What is asked for is the whole listing, given again word for word.
----- DATA FOR THIS EXERCISE -----
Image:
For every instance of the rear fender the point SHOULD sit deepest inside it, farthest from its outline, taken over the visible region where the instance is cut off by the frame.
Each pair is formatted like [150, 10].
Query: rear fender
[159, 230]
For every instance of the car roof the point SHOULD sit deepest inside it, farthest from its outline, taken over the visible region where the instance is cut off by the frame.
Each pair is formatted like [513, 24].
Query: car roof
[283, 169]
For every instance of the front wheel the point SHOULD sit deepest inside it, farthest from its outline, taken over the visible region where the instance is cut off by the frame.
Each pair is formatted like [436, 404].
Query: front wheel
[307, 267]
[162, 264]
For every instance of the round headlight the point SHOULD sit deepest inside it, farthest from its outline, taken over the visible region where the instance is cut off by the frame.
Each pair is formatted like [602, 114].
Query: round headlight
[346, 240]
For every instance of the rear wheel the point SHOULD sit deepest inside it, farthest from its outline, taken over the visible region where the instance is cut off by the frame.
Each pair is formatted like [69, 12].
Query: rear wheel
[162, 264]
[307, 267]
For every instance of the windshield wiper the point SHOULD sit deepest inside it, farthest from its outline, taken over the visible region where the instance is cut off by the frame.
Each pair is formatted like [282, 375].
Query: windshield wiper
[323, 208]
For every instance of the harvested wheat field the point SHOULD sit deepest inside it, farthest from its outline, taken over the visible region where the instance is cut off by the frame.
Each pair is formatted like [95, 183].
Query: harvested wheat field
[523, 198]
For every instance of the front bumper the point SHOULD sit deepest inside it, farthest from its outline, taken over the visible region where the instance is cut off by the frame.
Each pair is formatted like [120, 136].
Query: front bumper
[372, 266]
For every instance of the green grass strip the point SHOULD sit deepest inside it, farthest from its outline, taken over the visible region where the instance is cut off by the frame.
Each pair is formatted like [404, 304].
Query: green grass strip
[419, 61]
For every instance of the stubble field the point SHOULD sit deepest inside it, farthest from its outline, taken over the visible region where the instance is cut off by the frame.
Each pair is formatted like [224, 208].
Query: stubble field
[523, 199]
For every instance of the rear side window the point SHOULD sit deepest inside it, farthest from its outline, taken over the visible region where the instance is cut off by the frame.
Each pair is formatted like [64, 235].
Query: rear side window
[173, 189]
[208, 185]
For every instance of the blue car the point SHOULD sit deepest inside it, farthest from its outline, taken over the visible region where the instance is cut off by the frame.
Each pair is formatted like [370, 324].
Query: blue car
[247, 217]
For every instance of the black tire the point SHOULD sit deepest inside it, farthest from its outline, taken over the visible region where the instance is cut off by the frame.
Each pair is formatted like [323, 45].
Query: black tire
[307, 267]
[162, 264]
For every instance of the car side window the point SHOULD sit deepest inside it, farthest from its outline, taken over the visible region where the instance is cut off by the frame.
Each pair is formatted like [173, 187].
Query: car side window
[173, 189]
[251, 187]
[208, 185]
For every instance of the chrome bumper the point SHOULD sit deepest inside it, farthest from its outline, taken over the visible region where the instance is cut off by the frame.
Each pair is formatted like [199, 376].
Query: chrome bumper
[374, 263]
-----
## RESPONSE TO THE TASK
Image:
For every instance of the rear fender the point SHOULD sit deepest inside it, farthest from its outline, taken over the visible region where the instance is cut off by the frame.
Each pair is formatted like [150, 10].
Query: rear fender
[159, 230]
For every instance of the car roof the point SHOULD sit deepest inside it, farthest from its outline, taken over the visible region where the instance is cut off by the frame.
Each pair is formatted like [513, 24].
Query: car roof
[283, 169]
For every instance of the front wheel the point SHOULD sit deepest inside it, farthest from its outline, taken over the visible region where the instance is cut off by the frame.
Each pair is formatted like [436, 404].
Query: front wheel
[307, 267]
[162, 264]
For every instance of the round headlight the point SHOULD sit deepest inside it, farthest from its outline, taken over the visible region where the instance is cut off by the frame.
Each pair is formatted like [602, 114].
Query: round headlight
[346, 240]
For every instance of the rear wheel the point SHOULD sit deepest inside it, farthest from its outline, taken over the visible region where the instance is cut off by the frame.
Each pair is formatted like [69, 12].
Query: rear wheel
[162, 264]
[307, 267]
For every instance of the windshield wiper the point SHOULD sit deepest inside it, farthest from its outline, taken over the visible region where the instance is cut off by the frame.
Each pair is formatted like [282, 375].
Query: windshield wiper
[323, 208]
For every instance of the harvested wheat field the point SHOULD sit deepest inside it, farthest from its outline, taken over the visible region where the instance is cut off by the frame.
Each pair is formatted like [95, 183].
Query: harvested wheat field
[523, 198]
For every instance of the front bumper the point SHOULD sit deepest inside it, farthest from its outline, taken over the visible region where the instance is cut off by the frame.
Each pair is formatted like [120, 136].
Query: front bumper
[372, 266]
For every instance of the green grass strip the point SHOULD sit deepest inside it, farthest from its outline, taken over the visible region where the instance is cut off by the frame.
Each pair is formatted like [404, 304].
Query: green grass strip
[419, 61]
For every instance of the stubble field the point SHOULD sit deepest inside it, farthest from its outline, taken over the visible region where the instance is cut off by the frame.
Each pair is formatted like [224, 208].
Query: stubble field
[523, 199]
For every instance of the rear side window the point SHOULD sit deepest inside it, farthest from its outline, taken over the visible region where the instance is cut off by the frame.
Each pair is formatted like [64, 235].
Query: rear side window
[173, 189]
[208, 185]
For every instance of the blue car the point SHOULD sit deepest inside it, farthest from its outline, taken over the visible region where the instance is cut off by the frame.
Each pair is formatted like [370, 324].
Query: blue car
[247, 217]
For every instance of the black tire the point SHOULD sit deepest inside it, farthest from its outline, taken over the visible region where the instance is cut off by the frame.
Each pair is formatted like [323, 45].
Query: black tire
[307, 267]
[162, 264]
For every instance of the car side window the point SHOULD sit deepest inside it, farthest from its outline, taken over the visible region where the instance is cut off by the frame.
Each pair is formatted like [173, 187].
Query: car side window
[173, 189]
[251, 187]
[208, 185]
For every instance of the chrome bumper the point SHOULD sit deepest inside it, farthest from its outline, taken over the visible region where the instance is cut off by the frame.
Each pair is formatted like [199, 376].
Query: chrome bumper
[374, 263]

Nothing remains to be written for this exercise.